→ **Exercise objective**
Each record is to be reproduced verbatim.

→ **Point-per-instance localization data**
--- START ---

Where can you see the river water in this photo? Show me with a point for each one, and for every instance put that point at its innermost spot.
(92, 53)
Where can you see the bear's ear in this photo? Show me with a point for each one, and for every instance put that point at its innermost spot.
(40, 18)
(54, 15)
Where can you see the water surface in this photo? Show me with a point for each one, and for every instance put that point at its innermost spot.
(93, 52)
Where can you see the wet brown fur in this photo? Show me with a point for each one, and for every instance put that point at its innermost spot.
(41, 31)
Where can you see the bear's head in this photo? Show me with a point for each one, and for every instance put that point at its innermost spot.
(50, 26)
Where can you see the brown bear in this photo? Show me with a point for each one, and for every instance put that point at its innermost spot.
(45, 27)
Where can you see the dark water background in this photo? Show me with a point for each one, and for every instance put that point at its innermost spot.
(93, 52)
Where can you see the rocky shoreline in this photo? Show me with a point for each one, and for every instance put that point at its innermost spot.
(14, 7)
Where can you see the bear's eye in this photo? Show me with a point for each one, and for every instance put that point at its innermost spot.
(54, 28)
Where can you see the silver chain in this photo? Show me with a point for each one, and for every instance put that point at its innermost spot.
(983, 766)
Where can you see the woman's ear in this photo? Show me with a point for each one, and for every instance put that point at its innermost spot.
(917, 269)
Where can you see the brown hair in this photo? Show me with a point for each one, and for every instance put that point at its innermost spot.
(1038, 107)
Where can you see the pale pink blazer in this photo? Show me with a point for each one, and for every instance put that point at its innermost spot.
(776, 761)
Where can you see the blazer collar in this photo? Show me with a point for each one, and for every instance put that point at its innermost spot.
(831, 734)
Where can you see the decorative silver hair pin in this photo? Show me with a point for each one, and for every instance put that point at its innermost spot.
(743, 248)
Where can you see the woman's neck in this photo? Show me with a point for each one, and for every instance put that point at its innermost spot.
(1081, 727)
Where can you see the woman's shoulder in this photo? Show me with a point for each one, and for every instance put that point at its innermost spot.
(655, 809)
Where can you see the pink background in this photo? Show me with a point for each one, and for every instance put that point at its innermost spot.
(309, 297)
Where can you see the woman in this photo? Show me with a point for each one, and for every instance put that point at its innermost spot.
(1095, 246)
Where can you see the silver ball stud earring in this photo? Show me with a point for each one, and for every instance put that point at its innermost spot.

--- END ---

→ **Response area**
Where can you see the river water in this photo? Show me with a point for each one, and for every instance put that point at its innermost spot.
(92, 53)
Where can you see the bear's ear in this photo? Show me with a point for each one, and for every instance put that point at its innermost spot.
(40, 18)
(54, 15)
Where can you see the water surface in this photo? Show me with a point for each one, and for every instance put that point at its innermost spot.
(93, 52)
Where can you see the wet brown fur in this photo? Show me with a point for each one, and for every instance put that point at its innermost spot.
(41, 31)
Where can you see the bear's head in this photo? Show me with a point for each one, and for every instance put that point at its innermost spot.
(50, 26)
Where can you see the brown bear in this photo? Show me with a point for each one, and for every instance put that point at its innermost spot.
(45, 27)
Where can you see the dark water background in this photo? Show me with a point for each one, and for every instance put that point at its innermost spot.
(93, 52)
Where can you see the rocky shoreline in this photo? Show me with a point for each one, and for every instance put that point at its innermost spot.
(14, 7)
Where can you see the bear's eye in this photo? Show me with a point for each one, and for every instance put that point at its innermost spot.
(54, 28)
Where can you see the silver chain in this photo? Show me with a point for each one, and for every instance put that point at its innermost spot.
(983, 766)
Where can you see the woman's ear in this photo? Show me with a point for each one, and for every instance put that point at its innermost spot.
(917, 269)
Where can you see the brown hair in this photo? Show me with a point for each one, and for every instance put that point at its innermost spot.
(1038, 107)
Where can you see the pale pink blazer in this photo? Show me with a point for each one, and for every instance put that point at its innermost spot.
(776, 761)
Where can you see the blazer collar in this photo? Show me with a point for each one, and for every instance put that point at its innermost spot.
(831, 734)
Where can you see the decorative silver hair pin in this photo? Show me with a point for each one, and for every instance put that point at its innermost spot.
(743, 248)
Where can you see the woman's neck in this photo? Show me with a point for each one, and for every instance put that point at its innermost spot.
(1081, 727)
Where can you see the woman's shoulder in this photo? Show me with a point for each one, and for every instance put that point at its innermost spot.
(655, 809)
Where can you see the pink background in this photo? Show me with a point for each one, and for every instance put that point at its innermost spot.
(309, 297)
Where can you see the woman in this photo? Show me with a point for each one, and for every instance put that point at its innermost spot.
(1095, 246)
Where can you see the silver ball stud earring in this photo? Show me with a point for each one, and for every instance put that point at its innermost spot.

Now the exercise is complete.